Required work
Please take the lines from the one holding "Target: cloudy sky" through the one holding "Target: short-sleeve white shirt" in the data below and copy them exactly.

[[ Excerpted data, beginning ]]

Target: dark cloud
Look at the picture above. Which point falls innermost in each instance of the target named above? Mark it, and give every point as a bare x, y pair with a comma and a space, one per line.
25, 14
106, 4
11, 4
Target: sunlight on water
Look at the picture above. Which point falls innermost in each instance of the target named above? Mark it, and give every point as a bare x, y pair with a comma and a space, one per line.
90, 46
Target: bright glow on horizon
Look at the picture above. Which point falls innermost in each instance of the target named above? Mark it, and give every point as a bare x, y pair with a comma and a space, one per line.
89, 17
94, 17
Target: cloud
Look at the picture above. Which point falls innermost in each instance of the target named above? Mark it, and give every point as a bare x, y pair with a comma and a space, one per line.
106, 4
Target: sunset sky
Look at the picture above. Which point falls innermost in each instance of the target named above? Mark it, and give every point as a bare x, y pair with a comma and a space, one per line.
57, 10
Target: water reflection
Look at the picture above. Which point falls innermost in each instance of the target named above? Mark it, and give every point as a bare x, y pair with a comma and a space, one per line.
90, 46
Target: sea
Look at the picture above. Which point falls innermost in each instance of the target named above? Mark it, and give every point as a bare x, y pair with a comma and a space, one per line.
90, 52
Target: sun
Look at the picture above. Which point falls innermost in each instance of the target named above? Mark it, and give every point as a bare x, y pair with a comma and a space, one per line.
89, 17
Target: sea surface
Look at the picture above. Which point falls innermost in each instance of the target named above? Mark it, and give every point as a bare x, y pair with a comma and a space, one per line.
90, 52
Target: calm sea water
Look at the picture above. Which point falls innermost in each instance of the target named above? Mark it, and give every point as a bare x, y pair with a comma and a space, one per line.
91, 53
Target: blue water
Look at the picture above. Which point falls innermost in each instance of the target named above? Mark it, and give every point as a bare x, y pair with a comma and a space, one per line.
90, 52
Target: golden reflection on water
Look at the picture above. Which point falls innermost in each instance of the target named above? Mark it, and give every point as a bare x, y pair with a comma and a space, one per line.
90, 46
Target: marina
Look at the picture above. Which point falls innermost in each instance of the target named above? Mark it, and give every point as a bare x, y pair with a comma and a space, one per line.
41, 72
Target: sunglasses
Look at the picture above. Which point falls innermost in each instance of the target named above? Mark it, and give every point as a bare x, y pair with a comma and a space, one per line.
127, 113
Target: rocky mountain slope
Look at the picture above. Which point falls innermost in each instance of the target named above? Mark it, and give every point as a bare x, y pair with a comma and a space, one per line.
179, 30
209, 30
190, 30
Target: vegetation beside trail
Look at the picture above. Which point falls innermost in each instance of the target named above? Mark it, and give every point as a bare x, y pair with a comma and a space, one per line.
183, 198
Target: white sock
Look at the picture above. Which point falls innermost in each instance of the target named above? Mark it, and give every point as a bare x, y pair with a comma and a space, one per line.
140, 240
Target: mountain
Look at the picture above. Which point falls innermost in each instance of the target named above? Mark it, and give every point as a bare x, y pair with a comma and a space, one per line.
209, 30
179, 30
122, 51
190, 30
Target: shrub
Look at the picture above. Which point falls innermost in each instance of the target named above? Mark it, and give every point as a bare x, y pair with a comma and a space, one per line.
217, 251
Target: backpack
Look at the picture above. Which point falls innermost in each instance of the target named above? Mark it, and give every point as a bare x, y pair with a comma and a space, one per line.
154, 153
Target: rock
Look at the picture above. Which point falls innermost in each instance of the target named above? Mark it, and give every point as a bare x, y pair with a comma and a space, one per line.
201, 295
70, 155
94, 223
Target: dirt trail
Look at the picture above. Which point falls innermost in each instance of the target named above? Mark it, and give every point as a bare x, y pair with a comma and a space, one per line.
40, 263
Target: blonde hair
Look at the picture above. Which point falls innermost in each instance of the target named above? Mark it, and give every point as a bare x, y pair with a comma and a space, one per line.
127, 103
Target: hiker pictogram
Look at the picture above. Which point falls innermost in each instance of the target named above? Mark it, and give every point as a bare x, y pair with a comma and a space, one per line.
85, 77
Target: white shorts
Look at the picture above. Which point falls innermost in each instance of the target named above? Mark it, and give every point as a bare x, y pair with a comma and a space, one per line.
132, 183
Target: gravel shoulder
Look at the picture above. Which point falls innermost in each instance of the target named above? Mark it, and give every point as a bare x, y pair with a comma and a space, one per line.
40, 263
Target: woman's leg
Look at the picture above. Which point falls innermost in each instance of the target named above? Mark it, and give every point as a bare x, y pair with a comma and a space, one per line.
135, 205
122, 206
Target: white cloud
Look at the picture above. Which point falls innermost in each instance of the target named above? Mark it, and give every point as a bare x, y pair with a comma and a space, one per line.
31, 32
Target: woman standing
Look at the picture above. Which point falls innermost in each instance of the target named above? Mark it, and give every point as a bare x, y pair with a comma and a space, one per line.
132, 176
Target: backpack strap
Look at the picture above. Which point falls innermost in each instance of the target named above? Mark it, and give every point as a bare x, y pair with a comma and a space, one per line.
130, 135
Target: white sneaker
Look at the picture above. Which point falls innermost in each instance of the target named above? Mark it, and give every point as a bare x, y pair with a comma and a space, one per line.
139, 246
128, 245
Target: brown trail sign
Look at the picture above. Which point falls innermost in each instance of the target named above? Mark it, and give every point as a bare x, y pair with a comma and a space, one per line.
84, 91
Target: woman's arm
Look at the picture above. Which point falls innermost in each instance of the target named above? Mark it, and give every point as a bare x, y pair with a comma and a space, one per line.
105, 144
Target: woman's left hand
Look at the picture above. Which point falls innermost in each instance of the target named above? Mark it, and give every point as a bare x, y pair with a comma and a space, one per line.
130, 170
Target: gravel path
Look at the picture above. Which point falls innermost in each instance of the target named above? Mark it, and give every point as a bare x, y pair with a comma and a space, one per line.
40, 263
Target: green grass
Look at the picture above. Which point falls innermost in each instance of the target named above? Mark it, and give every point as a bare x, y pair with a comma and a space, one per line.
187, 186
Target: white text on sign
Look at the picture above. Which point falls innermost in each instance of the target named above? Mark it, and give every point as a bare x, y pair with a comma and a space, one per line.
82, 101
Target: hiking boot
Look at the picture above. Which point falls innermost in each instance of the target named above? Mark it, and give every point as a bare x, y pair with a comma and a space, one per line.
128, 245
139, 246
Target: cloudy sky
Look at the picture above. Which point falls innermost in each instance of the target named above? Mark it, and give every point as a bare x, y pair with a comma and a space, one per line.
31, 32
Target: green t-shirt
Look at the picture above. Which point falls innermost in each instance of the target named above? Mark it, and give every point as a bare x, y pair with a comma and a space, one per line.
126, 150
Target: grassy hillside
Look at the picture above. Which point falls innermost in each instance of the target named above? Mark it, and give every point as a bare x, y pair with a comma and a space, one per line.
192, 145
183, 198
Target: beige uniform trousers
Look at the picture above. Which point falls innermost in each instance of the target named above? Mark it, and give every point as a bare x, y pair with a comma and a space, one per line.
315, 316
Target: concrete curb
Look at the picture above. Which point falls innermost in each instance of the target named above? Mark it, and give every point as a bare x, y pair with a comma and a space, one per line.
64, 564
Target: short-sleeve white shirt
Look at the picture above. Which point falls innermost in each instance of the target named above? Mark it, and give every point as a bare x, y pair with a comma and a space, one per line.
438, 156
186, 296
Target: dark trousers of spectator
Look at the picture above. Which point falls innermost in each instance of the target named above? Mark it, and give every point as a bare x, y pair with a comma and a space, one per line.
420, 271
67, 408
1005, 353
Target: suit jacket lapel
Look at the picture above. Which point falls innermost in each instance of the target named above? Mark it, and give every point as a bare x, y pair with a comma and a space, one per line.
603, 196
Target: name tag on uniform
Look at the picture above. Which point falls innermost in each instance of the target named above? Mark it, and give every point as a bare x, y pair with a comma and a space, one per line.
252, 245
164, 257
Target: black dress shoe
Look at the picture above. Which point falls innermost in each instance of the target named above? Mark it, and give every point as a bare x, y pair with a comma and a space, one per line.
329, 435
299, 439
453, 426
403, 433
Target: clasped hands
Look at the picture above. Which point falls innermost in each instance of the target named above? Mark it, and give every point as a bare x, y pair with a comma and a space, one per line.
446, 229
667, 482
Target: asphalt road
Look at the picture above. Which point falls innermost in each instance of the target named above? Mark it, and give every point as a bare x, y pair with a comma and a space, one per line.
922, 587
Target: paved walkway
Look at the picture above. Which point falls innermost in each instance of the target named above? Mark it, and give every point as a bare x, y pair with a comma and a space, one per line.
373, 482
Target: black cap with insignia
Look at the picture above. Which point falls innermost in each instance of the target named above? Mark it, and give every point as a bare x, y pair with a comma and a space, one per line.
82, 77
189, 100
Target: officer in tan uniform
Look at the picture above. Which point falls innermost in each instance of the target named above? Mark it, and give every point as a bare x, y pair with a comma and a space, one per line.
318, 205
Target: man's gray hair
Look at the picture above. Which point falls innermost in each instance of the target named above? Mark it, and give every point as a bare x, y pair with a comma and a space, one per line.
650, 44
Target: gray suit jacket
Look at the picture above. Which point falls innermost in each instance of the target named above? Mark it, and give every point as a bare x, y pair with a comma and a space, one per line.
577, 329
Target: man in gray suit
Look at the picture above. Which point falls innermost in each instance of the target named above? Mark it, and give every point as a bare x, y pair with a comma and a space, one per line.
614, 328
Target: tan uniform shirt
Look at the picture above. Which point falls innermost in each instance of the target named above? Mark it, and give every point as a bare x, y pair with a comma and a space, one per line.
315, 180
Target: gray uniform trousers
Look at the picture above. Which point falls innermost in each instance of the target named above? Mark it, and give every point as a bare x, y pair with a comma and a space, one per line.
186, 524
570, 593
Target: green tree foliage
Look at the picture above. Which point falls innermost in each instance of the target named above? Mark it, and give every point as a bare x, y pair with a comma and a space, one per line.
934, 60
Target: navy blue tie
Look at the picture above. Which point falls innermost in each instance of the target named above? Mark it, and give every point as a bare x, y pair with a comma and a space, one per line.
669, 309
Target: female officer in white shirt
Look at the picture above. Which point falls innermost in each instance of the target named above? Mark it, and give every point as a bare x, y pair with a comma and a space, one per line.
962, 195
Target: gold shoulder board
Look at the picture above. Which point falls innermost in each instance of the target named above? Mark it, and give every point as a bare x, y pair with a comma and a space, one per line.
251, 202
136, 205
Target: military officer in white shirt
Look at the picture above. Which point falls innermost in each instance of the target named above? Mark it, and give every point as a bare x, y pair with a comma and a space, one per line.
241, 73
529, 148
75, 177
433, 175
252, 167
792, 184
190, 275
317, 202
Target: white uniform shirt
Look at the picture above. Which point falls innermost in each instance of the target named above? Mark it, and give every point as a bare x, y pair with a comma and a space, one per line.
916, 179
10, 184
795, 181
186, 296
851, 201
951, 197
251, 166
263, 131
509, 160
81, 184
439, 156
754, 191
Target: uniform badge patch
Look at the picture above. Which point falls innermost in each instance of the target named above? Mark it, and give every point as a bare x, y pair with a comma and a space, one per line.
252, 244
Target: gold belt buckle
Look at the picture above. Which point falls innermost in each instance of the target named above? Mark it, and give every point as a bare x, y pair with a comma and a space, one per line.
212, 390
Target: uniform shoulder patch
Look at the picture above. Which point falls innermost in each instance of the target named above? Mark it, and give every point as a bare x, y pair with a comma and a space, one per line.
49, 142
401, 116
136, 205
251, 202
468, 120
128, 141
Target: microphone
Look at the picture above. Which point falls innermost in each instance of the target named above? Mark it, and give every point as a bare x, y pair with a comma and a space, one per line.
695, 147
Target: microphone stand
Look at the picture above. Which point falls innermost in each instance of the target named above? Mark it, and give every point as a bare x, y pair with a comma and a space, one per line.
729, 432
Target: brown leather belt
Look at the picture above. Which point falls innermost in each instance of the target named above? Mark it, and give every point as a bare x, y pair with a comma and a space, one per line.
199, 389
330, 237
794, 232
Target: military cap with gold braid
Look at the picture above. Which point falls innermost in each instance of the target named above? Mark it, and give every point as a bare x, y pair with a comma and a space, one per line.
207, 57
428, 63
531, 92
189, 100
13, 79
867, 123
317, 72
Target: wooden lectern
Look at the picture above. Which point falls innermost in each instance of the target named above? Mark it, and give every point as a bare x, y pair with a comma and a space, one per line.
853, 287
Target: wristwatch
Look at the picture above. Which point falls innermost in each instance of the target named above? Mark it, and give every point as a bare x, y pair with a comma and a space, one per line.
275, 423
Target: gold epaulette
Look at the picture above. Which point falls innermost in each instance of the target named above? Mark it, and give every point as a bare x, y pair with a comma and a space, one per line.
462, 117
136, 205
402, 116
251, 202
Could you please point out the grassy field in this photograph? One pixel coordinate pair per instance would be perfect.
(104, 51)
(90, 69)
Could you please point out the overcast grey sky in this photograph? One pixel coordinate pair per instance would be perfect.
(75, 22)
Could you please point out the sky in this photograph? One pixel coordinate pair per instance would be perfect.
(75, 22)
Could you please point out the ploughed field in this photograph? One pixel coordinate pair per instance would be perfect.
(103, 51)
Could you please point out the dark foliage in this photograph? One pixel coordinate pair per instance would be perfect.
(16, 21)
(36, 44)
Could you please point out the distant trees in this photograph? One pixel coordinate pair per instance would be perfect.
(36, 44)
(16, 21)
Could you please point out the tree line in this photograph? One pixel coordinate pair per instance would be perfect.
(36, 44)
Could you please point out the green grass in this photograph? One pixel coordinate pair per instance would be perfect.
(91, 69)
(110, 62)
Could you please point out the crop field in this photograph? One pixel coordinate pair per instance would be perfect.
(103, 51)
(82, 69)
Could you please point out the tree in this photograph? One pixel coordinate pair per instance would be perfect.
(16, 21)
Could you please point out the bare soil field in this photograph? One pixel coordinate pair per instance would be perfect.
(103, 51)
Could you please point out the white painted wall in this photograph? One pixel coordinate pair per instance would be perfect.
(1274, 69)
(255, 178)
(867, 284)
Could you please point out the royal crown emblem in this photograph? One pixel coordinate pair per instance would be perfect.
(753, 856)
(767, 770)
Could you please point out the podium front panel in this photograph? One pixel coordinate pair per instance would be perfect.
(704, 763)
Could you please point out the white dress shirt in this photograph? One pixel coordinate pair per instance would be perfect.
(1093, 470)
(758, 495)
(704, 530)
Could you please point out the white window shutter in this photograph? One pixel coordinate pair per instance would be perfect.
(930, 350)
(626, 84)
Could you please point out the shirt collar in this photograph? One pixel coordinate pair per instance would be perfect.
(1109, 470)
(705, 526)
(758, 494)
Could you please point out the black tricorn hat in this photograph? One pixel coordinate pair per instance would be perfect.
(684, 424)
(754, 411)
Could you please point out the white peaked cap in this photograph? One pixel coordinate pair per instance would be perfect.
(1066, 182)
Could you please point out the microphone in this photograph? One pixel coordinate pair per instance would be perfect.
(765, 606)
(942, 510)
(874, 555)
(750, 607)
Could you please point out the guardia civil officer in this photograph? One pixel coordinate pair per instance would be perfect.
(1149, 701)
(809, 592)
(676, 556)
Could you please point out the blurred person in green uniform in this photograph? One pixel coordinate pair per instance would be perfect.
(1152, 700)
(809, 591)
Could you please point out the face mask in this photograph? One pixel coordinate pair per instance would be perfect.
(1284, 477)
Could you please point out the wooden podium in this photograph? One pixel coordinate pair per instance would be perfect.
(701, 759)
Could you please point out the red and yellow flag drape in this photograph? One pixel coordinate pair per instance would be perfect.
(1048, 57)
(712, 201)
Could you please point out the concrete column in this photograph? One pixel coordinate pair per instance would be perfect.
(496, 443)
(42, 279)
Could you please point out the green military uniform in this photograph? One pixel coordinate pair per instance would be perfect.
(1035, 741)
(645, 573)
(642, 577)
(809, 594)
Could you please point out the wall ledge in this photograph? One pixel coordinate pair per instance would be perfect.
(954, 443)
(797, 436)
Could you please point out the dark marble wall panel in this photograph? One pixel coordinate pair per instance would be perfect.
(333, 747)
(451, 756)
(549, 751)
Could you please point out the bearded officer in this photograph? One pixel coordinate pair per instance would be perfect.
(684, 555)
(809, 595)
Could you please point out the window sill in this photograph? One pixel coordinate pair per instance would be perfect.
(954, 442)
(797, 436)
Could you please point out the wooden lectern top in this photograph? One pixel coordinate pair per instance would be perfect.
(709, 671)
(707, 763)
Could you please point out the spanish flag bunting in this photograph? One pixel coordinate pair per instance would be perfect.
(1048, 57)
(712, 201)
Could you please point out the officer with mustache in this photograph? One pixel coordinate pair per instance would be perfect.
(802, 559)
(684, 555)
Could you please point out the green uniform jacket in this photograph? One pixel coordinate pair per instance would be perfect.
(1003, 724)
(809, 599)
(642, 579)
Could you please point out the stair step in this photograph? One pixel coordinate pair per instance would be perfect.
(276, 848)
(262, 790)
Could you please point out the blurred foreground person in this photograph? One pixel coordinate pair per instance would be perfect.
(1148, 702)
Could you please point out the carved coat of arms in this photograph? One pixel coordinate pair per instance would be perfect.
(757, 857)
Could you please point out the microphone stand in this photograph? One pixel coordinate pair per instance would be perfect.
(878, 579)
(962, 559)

[[ Excerpted data, end ]]

Written solution
Target: cloudy sky
Look at the picture above. Which point falls innermost in each instance of the target named above? Mark it, and give every point as a bare x, y pair with a comma and a space, one per line.
31, 32
Target: green t-shirt
Look at the picture above. Which point falls innermost in each instance of the target named above? Mark it, and give every point as a bare x, y pair with a comma and a space, one per line.
126, 150
Target: grassy hillside
Look at the picture above. Which point falls innermost in each instance of the target named above? Mark it, and give every point as a bare x, y pair with a comma and a space, one per line.
192, 145
183, 198
Target: beige uniform trousers
Look at the picture above. Which point falls innermost in each instance of the target named above? Mark it, and give every point as a bare x, y pair with a comma and a space, one per line.
315, 316
Target: concrete curb
Look at the picture above. Which point falls innermost in each instance of the target named above? Mark it, and give every point as a bare x, y pair with a comma and a space, one per line.
64, 564
Target: short-sleeve white shirt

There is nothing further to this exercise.